▸ Aim of the task
From the beginning of the entries through the line containing "[(1024, 739)]", give each line as one string in a JSON list, omitting any blank lines. Leave the pictures out.

Records taken from a collection:
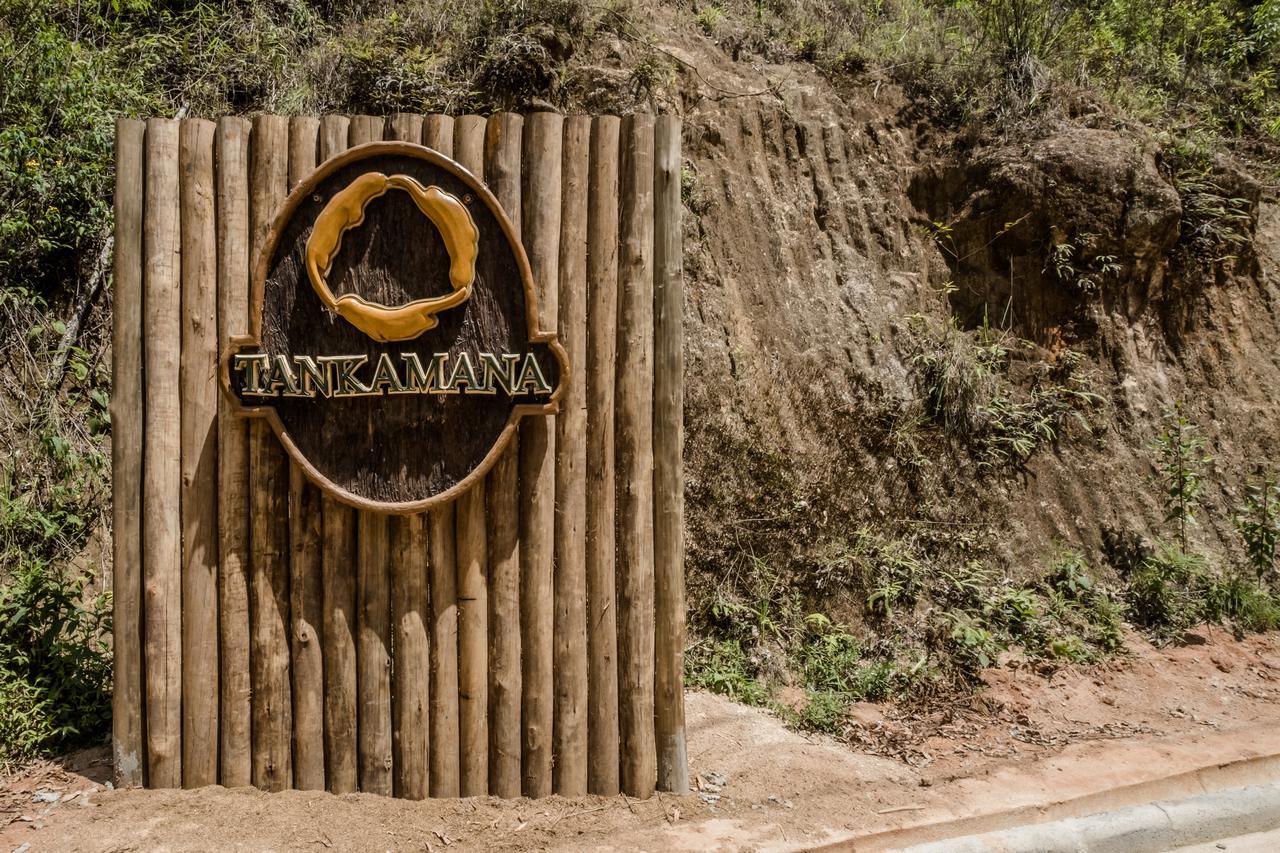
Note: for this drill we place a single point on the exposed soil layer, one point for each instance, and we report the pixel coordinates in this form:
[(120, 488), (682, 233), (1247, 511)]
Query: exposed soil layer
[(1024, 739)]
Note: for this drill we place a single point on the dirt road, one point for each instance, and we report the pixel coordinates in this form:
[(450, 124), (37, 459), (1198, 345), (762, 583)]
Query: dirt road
[(1025, 739)]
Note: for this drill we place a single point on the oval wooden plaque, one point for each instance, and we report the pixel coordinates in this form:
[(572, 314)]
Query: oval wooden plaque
[(391, 378)]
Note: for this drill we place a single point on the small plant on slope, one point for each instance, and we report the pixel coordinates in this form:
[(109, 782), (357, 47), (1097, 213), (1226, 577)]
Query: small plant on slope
[(1257, 520), (1180, 461)]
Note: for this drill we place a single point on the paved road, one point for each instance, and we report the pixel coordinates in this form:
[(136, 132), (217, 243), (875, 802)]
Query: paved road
[(1266, 842)]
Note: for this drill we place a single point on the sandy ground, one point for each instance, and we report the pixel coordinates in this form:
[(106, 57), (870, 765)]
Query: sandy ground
[(1028, 738)]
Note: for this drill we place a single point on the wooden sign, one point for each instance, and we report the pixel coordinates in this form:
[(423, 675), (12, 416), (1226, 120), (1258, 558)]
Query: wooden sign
[(522, 639), (394, 340)]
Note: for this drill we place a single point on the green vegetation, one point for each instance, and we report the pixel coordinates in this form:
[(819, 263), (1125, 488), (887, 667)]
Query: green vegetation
[(919, 621), (55, 666), (964, 382), (1203, 64), (919, 634), (890, 610)]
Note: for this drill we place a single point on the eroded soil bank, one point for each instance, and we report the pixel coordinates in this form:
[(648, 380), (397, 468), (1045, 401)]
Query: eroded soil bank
[(1028, 738)]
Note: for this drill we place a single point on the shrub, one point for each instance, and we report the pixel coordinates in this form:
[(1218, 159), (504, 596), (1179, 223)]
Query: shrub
[(55, 665), (1180, 461), (1165, 592), (1257, 520)]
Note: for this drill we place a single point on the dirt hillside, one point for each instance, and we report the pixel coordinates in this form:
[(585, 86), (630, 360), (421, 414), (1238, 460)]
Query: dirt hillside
[(1023, 740), (832, 236)]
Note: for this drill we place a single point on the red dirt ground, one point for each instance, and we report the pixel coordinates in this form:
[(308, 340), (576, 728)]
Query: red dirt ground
[(1025, 739)]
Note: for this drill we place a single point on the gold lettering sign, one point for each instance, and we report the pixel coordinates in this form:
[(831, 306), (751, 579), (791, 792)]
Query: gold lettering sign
[(393, 334)]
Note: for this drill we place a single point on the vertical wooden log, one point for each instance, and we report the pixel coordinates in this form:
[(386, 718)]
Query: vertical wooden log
[(668, 477), (365, 128), (338, 570), (373, 649), (269, 516), (199, 509), (438, 133), (472, 566), (161, 473), (411, 670), (233, 274), (540, 224), (406, 127), (306, 611), (306, 588), (334, 132), (444, 655), (502, 503), (472, 643), (602, 261), (570, 633), (634, 448), (127, 703), (373, 655), (469, 144)]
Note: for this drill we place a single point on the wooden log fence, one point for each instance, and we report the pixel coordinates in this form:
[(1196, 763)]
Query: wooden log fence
[(526, 638)]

▸ Answer to the task
[
  "Note: for this drill we place a single point on the exposed soil layer, one point for each instance, and we report the pixel coordinates in this form:",
  "[(120, 488), (682, 233), (1247, 511)]",
  "Query: exposed soil layer",
  "[(1024, 739)]"
]